** SOURCE TEXT **
However, only three of them could boast any kind of actual significance: Slobodan Milošević's Socialist Party of Serbia (SPS), Drašković's Serbian Renewal Movement (SPO), and Democratic Party (DS) led at the time by Dragoljub Mićunović and also featuring high-ranking members Zoran Đinđić and Vojislav Koštunica both of whom would rise to greater prominence in years to come.
Milošević firmly controlled all the pillars of power: he himself was the President of the Republic; thanks to its huge parliamentary majority (more than 200 seats out of 250), his party SPS easily formed the government headed by Prime Minister Dragutin Zelenović, (a former communist apparatchik, at that moment extremely loyal to Milošević). Additionally, through party-installed people like Mitević et al., Milošević had a fairly tight grip on TV Belgrade, frequently using it for his own ends, although still not as blatantly and brazenly as he would later throughout the 1990s once the wars, UN sanctions and general decay set in.
On the other hand, opposition led most prominently by SPO and to a lesser extent DS was often plagued by internal squabbles, ego clashes, and low-level skullduggery. When SPO called the protest for March 9, DS was on the fence. Their relationship with SPO at the time was somewhat on the cool side because two of DS prominent members, Kosta Čavoški (one of the 13 founders) and Nikola Milošević (high-ranking member, no relation to Slobodan Milošević), recently left the party to form their own and were now openly co-operating with SPO. On top of that, ideologically speaking the two parties had very little in common other than their general anti-Milošević stance. And this protest initially was not clearly anti-Milošević as much as it was brought on by the feud SPO had with state TV.
In the end, no DS members were on the list of speakers but many individually still decided to show up at the protest.

** INFORMATION SHOWN **
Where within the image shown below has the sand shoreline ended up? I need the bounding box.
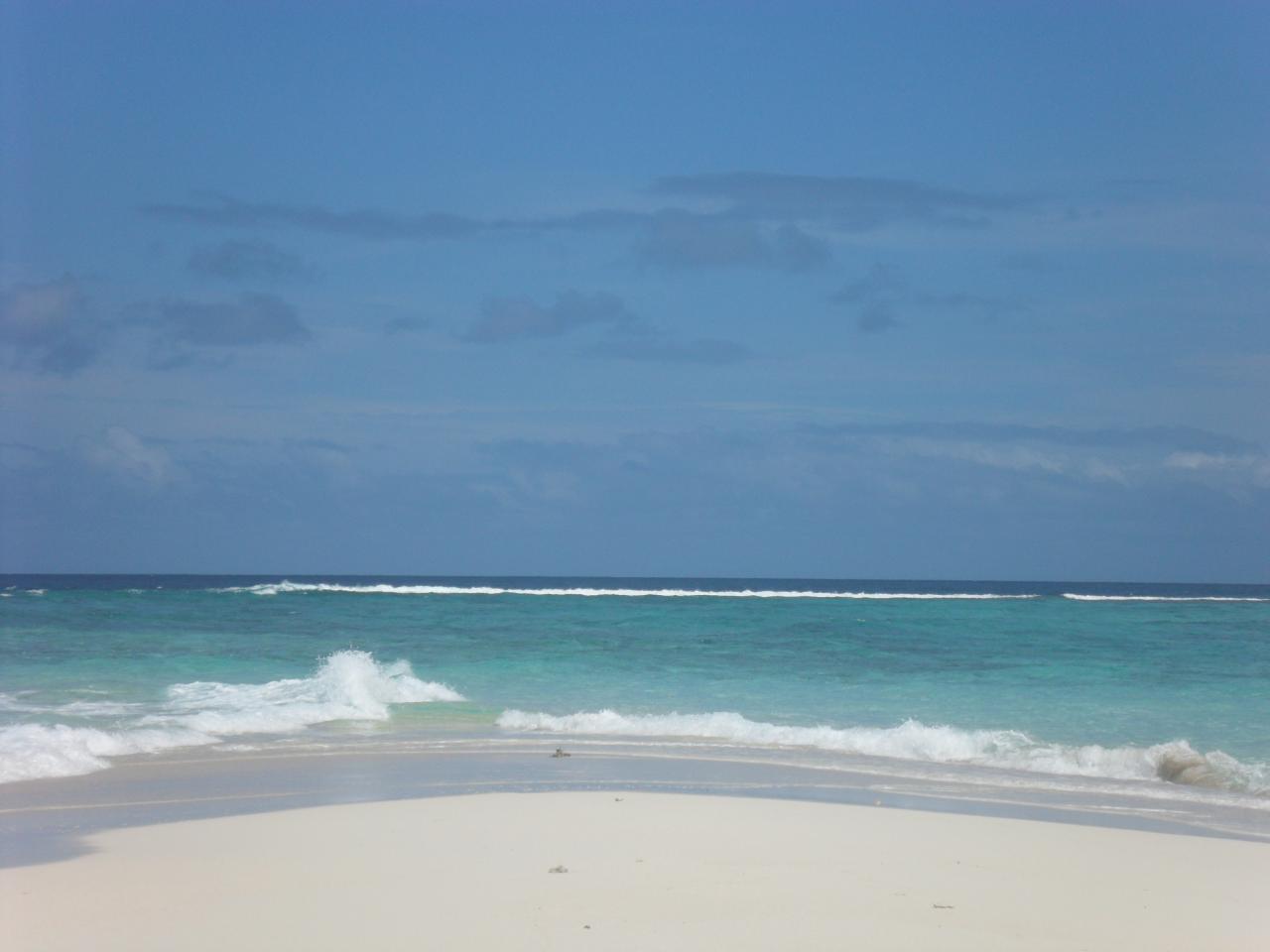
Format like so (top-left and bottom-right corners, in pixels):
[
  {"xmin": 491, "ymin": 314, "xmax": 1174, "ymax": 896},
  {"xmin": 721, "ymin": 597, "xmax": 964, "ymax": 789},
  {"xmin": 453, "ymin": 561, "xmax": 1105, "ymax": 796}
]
[{"xmin": 0, "ymin": 790, "xmax": 1270, "ymax": 952}]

** TASK INSTRUCTIONS **
Write out the Serbian politics passage word for word, from "However, only three" down to "years to come.". The listing comes from a separate source, not from the Serbian politics passage.

** TASK RESULT **
However, only three of them could boast any kind of actual significance: Slobodan Milošević's Socialist Party of Serbia (SPS), Drašković's Serbian Renewal Movement (SPO), and Democratic Party (DS) led at the time by Dragoljub Mićunović and also featuring high-ranking members Zoran Đinđić and Vojislav Koštunica both of whom would rise to greater prominence in years to come.